• Passage to read:
The right to privacy is not however, absolute; reasonable restriction can be placed thereon in public interest under article 19(5) MATHEW, J.., observed in Govind case.
The world has moved toward the universalisation of right to freedom of expression. in this context reference may be made to article 10 of the European Convention on human right. Article 10 of the convention provide that everyone has a right to freedom and expression and this right shall include to hold opinions and to receive information and ideas without interference by public authorities and regarded of the frontier. Again , Article 19(1)and 19(2) of the International Convention on civil and political Right declare that everyone shall have the right to freedom of expression , and this right shall include freedom to seek , receive and impart information of idea of all kinds regardless of frontier, either, orally , in writing or in print , in form of art or through any other media of his choice. Similarly, Article 19 of the Universal Declaration of Human Rights, 1948 provides that everyone has the right to freedom of opinion and expression and this right include freedom to hold opinion without interference and to seek, receive and impart information and ideas through any media and regardless of frontiers.
Americans believe that they have a fundamental right to know what goes into air their kids breathe. The water they drink and the ground they play.
In recent years, many Commonwealth countries like Canada, Australia, and New Zealand have passed laws providing for the right of access to administrative information. USA, France and Scandinavian countries have also passed similar laws. US Freedom of Information Act ensures openness in administration by enabling the public to demand information about issues as varied as deteriorating civic amenities, assets of senators and utilization of public funds.
In USA, the first amendment to the Constitution provided for the freedom of speech and expression. The country had already passed the Freedom of Information Reform Act 1986, which seeks to amend and extend the provisions of previous legislation on the same subject. But this right is not absolute. Recently, the US Supreme Court struck down two provisions of the Communications Decency Act (CDA), 1996, seeking to protect minors from harmful material on the Internet precisely because they abridge the freedom of speech protected by the first amendment. Moreover, the vagueness in the CDA’s language, the ambiguities regarding its scope and difficulties in adult-age verification, make CDA unfeasible in its application to a multifaceted and unlimited form of communications such as Internet.

• Data for analysis:
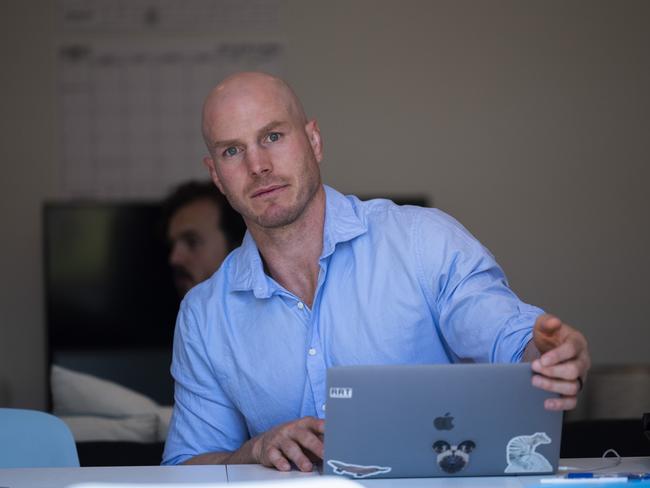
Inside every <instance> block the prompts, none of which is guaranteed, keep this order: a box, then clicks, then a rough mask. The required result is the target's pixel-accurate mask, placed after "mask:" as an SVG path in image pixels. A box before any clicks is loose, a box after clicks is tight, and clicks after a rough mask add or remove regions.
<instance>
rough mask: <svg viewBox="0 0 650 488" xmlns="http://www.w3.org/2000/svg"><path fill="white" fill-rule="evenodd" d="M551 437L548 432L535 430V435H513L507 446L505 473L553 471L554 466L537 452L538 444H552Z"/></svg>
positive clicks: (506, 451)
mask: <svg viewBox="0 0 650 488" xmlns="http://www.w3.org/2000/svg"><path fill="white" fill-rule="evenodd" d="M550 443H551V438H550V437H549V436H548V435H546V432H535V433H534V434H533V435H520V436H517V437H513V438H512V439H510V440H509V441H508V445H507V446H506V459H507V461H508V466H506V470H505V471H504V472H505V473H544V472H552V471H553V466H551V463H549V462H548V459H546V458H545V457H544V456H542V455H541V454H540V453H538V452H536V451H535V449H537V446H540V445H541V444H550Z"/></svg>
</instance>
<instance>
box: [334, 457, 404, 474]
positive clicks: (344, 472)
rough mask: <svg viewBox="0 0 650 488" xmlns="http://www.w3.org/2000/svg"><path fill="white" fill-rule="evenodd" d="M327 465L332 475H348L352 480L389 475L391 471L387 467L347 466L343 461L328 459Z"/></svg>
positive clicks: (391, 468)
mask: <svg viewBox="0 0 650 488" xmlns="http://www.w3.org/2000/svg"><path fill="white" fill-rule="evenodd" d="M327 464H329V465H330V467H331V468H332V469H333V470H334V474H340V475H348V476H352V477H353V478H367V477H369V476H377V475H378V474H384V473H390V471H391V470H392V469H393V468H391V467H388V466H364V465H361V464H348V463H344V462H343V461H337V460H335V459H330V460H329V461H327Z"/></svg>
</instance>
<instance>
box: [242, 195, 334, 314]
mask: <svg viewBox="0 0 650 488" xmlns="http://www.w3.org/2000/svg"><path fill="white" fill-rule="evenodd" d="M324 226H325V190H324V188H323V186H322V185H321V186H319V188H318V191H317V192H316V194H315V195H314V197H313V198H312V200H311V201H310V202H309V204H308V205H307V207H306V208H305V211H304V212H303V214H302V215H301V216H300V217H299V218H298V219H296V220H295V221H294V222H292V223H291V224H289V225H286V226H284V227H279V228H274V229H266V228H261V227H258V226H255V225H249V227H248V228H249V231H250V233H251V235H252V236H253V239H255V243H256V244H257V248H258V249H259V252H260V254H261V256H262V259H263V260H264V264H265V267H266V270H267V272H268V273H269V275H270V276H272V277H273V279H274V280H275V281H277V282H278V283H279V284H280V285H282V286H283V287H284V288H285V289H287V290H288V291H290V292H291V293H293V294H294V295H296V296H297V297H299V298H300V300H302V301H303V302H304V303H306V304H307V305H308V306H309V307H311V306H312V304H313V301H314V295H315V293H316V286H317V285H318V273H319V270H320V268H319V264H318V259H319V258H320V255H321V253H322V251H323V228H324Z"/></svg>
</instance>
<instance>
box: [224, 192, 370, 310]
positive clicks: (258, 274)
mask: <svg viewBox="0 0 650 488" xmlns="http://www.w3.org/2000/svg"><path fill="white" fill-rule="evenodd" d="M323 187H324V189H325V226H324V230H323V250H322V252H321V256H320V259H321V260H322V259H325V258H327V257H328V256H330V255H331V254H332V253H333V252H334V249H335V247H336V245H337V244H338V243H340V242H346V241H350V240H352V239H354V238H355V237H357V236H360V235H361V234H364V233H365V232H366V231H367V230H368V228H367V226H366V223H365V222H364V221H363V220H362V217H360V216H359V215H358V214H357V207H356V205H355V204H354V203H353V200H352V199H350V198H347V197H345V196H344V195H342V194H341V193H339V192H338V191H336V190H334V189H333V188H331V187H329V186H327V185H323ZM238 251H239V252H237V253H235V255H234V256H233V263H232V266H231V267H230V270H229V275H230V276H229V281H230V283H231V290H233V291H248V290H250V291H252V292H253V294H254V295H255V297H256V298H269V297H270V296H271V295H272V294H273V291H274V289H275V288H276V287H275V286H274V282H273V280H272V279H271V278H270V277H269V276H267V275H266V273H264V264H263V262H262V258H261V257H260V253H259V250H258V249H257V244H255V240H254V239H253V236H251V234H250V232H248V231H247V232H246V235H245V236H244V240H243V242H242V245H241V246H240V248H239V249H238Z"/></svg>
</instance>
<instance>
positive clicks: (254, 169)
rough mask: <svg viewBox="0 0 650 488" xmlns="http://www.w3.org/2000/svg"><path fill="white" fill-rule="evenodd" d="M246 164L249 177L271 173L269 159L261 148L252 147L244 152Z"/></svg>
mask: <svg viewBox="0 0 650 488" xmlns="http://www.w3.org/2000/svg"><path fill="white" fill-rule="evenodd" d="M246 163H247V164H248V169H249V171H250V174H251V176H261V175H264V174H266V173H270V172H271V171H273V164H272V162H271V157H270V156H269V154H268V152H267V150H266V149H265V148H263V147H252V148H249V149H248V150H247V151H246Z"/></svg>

• Exercise objective:
Answer these from the passage on freedom of expression and information:
1. Under which article can reasonable restrictions be placed on the right to privacy in the public interest?
2. Which three Commonwealth countries have passed laws providing for the right of access to administrative information?
3. Two provisions of which act did the US Supreme Court strike down?

• Response area:
1. Article 19(5)
2. Canada, Australia, and New Zealand
3. The Communications Decency Act (CDA), 1996